## TEXT SECTION
^^^^

Reflection on Pathophysiology Assignment

Updated: Mar 15, 2019

As a student veterinary physiotherapist, it is vital to have a detailed understanding of what could go wrong regarding the musculoskeletal tissues at different levels, including cellular. This should be supplemented with knowledge of the phases of repair of the tissues.

Therefore, the task set in the ‘Pathophysiology of Injury and Disease’ module assignment was to write a critical review of literature on the phases of repair, relating to a specific structure and what rehabilitation techniques would be most appropriate.

^^^^

## TASKS AND EXERCISES
(a) In the pathophysiology assignment reflection, what is the name of the module that set the assignment?
(b) Transcribe the pathophysiology assignment reflection word for word, between "Updated: Mar 15, 2019" and "be most appropriate.", inclusive.
(c) Go on with the reflection on the pathophysiology assignment, starting after its last sentence.

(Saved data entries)
^^^^

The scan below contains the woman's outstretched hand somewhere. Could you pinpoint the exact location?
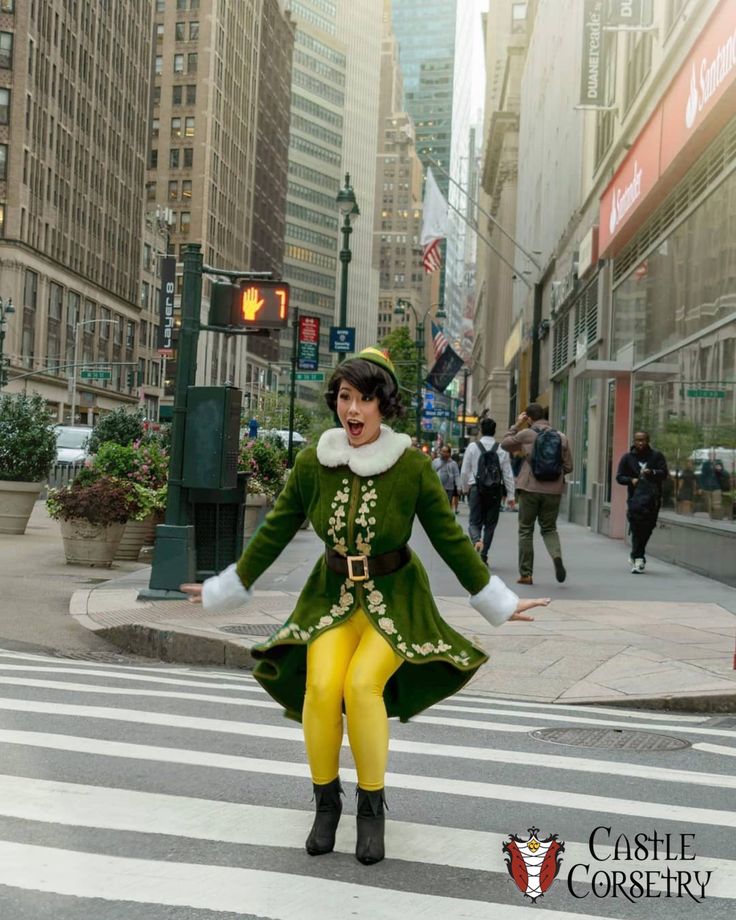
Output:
[509,597,552,620]
[179,585,201,606]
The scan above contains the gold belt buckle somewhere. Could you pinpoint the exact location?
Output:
[347,556,369,581]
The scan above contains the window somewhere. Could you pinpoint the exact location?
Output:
[0,89,10,125]
[0,32,13,70]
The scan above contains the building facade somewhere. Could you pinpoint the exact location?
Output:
[0,0,160,423]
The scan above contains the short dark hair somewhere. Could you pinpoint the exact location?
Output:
[524,403,545,422]
[325,358,406,419]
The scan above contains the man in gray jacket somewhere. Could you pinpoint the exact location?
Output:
[501,403,572,585]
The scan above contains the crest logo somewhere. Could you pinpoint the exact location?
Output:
[503,827,565,901]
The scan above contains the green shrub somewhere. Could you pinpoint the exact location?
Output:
[46,476,135,525]
[89,408,144,454]
[0,393,56,482]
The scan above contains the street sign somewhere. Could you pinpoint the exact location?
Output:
[330,326,355,354]
[687,390,726,399]
[79,367,112,380]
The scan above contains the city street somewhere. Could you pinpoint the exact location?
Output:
[0,651,736,920]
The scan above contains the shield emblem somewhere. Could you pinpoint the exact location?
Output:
[503,827,565,901]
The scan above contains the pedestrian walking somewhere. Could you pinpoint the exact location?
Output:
[460,418,515,563]
[432,444,461,514]
[182,348,549,864]
[501,403,572,585]
[616,431,669,575]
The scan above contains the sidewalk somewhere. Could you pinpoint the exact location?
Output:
[70,507,736,711]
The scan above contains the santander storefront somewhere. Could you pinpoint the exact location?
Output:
[599,0,736,585]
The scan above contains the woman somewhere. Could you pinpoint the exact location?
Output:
[182,348,549,865]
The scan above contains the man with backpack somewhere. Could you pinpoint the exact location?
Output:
[616,431,669,575]
[501,403,572,585]
[460,418,514,563]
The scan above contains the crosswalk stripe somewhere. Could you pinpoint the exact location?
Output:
[0,775,736,899]
[0,664,265,699]
[0,678,736,789]
[0,730,736,827]
[0,842,636,920]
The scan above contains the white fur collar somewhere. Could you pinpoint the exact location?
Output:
[317,425,411,476]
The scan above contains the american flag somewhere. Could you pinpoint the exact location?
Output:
[432,323,450,361]
[422,240,442,275]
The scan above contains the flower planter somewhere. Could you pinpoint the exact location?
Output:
[115,515,158,562]
[0,479,44,534]
[243,492,273,540]
[61,518,125,569]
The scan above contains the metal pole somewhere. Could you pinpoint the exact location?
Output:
[166,243,202,526]
[286,307,299,469]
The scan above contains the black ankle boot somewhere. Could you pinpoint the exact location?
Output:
[306,777,343,856]
[355,786,386,866]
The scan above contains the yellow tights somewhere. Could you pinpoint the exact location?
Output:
[302,610,403,791]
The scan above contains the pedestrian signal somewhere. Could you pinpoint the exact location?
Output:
[209,280,289,329]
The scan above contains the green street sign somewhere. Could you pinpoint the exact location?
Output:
[79,367,112,380]
[687,390,726,399]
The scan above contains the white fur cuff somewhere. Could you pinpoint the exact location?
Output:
[202,562,253,613]
[470,575,519,626]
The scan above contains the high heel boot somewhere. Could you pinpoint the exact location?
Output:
[306,776,343,856]
[355,786,386,866]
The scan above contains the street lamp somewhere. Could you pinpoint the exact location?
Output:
[0,297,15,390]
[394,297,447,441]
[69,319,119,425]
[336,173,360,350]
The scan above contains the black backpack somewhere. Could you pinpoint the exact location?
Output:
[475,441,503,498]
[529,425,562,482]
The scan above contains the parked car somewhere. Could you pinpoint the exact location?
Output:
[54,425,92,464]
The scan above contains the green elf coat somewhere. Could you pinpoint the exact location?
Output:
[202,426,518,721]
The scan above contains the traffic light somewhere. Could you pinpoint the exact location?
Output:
[209,280,289,329]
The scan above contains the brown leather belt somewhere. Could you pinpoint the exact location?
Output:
[325,546,411,581]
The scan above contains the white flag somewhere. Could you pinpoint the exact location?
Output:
[420,169,447,273]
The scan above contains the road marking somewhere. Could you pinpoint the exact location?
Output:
[0,776,736,898]
[0,730,736,827]
[0,843,640,920]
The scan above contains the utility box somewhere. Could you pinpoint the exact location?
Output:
[182,387,242,489]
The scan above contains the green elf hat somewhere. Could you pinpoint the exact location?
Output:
[355,345,399,386]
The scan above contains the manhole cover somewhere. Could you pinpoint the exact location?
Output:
[218,623,279,636]
[531,728,690,751]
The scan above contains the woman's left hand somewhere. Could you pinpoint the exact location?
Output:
[509,597,552,620]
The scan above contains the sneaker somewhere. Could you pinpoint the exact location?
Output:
[552,556,567,582]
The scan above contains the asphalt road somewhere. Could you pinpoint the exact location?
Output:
[0,648,736,920]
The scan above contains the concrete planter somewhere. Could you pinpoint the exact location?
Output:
[243,492,273,540]
[0,479,44,534]
[61,518,125,569]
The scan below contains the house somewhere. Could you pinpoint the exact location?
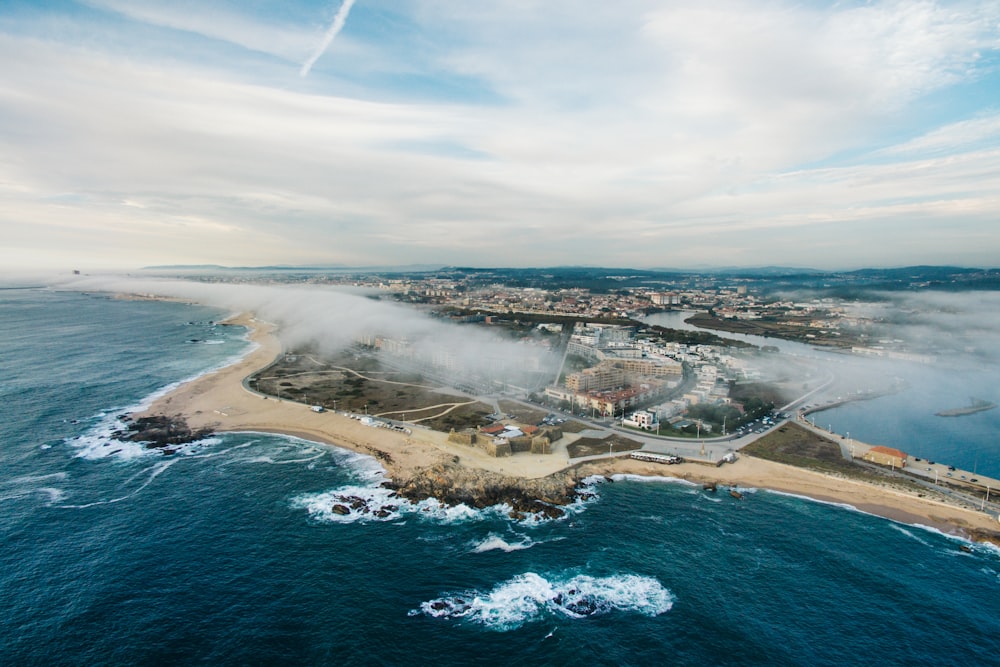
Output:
[861,445,906,468]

^^^^

## ANSWERS BY ITEM
(a) Pathophysiology of Injury and Disease

(b)
Updated: Mar 15, 2019

As a student veterinary physiotherapist, it is vital to have a detailed understanding of what could go wrong regarding the musculoskeletal tissues at different levels, including cellular. This should be supplemented with knowledge of the phases of repair of the tissues.

Therefore, the task set in the ‘Pathophysiology of Injury and Disease’ module assignment was to write a critical review of literature on the phases of repair, relating to a specific structure and what rehabilitation techniques would be most appropriate.

(c)
I found this assignment difficult to begin with as I was not sure where to start. I had thought about basing it upon injury to the suspensory ligament as this is something that I have experience recently with my pony, Jasper. However, I decided to broaden my knowledge and based my assignment on the superficial digital flexor tendon (SDFT). It has been reported as the primary cause for acute lameness (Dyson, 2002) in the equine athlete (Crevier-Denoix et al., 1997; Ely et al., 2004; Sharma & Maffull, 2005; Dakin et al., 2012; Watts et al., 2017), particularly in national hunt horses (Williams et al., 2001; Ely et al., 2009); and as this is the field I would like to work in, I felt that evaluating literature on the subject would be beneficial as it is most likely an injury I will come across once qualified. I also found researching the most appropriate rehabilitation techniques invaluable.

I enjoyed writing this assignment as I felt that not only did it expand on my rehabilitation and pathophysiology knowledge, it also furthered my critical appraisal skills.

I struggled with the low word limit, as I was only allowed 1500 words, but I understand that being concise is a necessary skill for academic writing, so it was beneficial to have the challenge.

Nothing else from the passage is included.